● **Requirements**: Take the entries that follow and return only the lines from the one with "Please annotate the curly" through the final line, leaving every picture behind.
-- start Dataset --
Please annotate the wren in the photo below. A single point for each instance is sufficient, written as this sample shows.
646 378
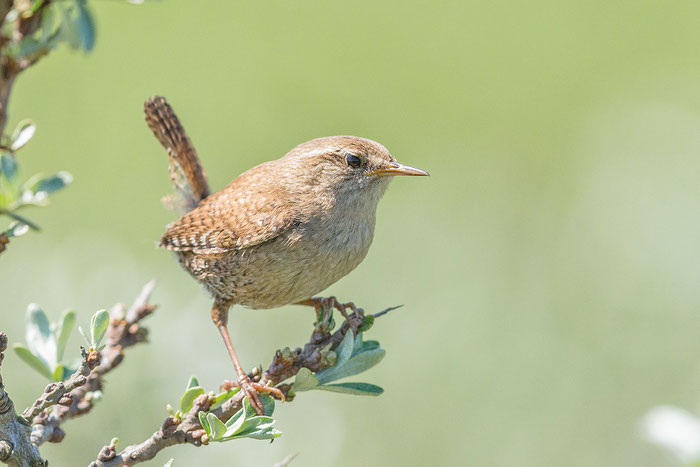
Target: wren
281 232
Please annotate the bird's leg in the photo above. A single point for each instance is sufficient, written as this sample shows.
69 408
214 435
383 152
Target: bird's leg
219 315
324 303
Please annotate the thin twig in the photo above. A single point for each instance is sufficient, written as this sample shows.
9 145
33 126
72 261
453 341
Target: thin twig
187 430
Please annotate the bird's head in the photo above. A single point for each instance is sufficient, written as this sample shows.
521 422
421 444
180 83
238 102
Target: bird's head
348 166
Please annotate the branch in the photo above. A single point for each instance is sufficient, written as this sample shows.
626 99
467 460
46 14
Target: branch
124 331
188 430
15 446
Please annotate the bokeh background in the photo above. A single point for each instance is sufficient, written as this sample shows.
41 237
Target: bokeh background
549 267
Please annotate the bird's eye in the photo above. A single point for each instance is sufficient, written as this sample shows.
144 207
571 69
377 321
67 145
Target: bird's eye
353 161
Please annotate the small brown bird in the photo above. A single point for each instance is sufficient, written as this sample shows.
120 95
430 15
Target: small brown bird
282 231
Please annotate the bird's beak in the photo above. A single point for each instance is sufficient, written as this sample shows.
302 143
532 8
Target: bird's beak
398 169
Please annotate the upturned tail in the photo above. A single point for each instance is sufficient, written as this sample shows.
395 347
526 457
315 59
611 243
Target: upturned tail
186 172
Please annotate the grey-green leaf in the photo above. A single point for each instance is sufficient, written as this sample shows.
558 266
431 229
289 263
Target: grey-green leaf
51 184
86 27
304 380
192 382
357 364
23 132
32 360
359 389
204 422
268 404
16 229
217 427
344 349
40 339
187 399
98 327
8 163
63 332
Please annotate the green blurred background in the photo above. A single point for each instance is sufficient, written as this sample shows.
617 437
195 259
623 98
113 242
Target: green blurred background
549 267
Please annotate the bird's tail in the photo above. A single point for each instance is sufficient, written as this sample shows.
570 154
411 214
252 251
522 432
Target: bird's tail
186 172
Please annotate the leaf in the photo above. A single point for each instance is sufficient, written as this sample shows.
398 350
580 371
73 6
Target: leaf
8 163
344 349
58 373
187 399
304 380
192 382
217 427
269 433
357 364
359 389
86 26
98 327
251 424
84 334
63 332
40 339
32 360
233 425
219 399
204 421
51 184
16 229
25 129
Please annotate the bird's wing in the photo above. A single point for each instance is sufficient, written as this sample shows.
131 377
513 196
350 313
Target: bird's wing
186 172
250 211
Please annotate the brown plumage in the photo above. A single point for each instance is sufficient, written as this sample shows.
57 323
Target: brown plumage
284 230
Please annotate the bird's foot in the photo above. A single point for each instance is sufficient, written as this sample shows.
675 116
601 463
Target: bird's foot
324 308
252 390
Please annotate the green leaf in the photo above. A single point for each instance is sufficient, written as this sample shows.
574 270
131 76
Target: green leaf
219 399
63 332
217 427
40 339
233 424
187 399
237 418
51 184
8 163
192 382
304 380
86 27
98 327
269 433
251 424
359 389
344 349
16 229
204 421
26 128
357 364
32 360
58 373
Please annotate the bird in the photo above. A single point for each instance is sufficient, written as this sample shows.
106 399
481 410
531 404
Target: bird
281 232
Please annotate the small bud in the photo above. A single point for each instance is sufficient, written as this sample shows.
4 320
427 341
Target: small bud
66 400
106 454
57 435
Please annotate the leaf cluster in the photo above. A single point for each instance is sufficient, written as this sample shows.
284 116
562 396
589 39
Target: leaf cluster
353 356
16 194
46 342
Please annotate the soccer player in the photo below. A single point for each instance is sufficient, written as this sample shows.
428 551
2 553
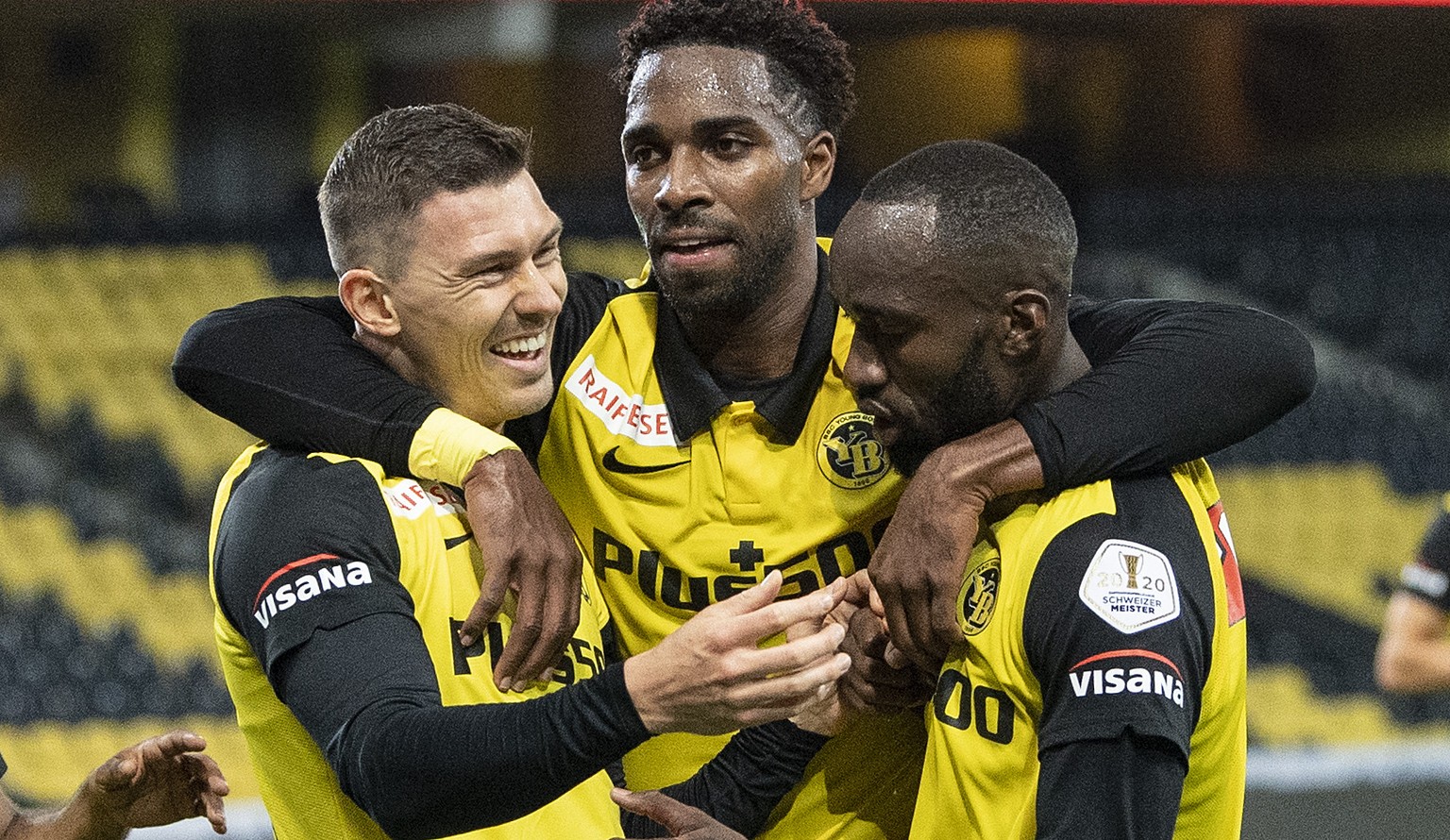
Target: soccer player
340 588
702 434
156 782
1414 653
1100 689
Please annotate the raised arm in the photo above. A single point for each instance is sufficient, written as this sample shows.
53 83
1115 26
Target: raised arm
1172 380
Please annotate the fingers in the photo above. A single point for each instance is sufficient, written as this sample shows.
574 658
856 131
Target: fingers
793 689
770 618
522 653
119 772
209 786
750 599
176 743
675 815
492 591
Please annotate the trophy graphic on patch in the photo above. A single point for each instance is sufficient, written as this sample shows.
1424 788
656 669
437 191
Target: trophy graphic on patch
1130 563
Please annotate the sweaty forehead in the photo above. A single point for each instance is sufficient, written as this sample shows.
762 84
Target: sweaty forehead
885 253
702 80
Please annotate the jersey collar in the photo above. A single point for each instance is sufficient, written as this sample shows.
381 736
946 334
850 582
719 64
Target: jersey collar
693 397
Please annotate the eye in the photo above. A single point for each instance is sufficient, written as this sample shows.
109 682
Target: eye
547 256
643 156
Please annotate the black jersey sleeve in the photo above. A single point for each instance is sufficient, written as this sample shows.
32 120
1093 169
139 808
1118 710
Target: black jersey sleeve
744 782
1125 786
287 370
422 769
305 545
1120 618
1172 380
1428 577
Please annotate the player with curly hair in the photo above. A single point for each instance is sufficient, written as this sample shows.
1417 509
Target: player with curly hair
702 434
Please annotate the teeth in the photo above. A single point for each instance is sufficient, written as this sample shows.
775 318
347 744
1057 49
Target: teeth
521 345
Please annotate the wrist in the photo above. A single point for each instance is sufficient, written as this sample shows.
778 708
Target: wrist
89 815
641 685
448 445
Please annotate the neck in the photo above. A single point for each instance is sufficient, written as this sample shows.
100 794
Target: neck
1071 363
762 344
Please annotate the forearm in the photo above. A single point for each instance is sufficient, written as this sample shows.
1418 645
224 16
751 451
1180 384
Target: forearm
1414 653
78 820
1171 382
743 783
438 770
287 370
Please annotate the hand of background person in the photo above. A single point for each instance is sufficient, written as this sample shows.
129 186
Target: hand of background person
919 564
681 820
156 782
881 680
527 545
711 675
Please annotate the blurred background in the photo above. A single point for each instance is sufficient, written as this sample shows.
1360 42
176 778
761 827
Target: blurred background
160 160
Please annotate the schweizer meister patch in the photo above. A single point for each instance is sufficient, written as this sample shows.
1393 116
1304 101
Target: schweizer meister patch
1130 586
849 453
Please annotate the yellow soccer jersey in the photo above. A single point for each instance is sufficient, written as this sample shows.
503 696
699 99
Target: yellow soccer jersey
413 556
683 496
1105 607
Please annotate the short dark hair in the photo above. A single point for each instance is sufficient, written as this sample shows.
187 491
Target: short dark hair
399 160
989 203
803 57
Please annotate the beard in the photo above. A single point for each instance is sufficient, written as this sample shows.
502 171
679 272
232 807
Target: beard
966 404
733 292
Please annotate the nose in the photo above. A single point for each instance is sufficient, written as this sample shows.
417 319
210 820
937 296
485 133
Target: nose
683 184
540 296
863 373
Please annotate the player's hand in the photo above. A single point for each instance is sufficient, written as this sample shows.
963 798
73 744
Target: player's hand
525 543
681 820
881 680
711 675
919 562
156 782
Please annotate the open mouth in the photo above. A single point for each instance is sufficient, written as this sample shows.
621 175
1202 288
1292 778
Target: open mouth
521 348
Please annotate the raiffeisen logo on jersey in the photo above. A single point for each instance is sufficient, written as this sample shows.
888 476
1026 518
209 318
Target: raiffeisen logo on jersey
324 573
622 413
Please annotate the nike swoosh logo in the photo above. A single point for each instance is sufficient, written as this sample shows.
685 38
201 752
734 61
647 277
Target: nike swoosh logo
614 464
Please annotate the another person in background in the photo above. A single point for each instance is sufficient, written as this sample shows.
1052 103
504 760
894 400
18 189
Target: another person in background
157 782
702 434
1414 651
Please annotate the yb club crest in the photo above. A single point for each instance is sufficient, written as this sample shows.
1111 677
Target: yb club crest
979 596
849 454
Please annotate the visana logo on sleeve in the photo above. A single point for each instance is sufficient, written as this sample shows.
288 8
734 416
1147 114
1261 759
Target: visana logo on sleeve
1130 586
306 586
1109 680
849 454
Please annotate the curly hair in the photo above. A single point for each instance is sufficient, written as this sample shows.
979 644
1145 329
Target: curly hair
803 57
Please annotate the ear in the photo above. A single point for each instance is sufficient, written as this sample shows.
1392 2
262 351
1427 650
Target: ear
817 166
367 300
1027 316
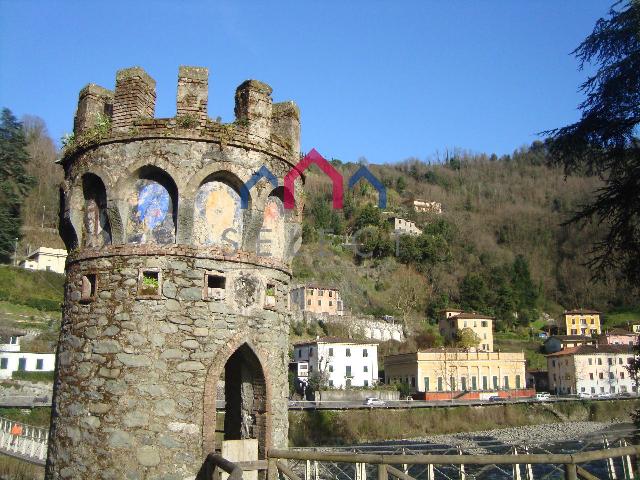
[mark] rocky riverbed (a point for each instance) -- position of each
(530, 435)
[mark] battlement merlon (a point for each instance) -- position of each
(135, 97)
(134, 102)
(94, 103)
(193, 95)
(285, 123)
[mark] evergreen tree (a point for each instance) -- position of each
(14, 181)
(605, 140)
-- end Dataset --
● **Correct response**:
Please annotate the curly hair in the photo above. A single point for each instance is sufficient, written as this sample shows.
979 644
1145 329
Target: curly hair
803 57
Please annotate the ear in the photo above. A single point for each instance is sufficient, written as this sample shows.
1392 2
262 351
1427 650
Target: ear
817 166
367 300
1027 316
[mark] rocky riverbed (a point for each instance) -- position of each
(530, 435)
[mark] battlement merlon (a point for each instance) -- position of each
(135, 97)
(134, 102)
(94, 103)
(193, 95)
(285, 123)
[mark] evergreen tree (a point for each instance) -- position of each
(14, 181)
(605, 140)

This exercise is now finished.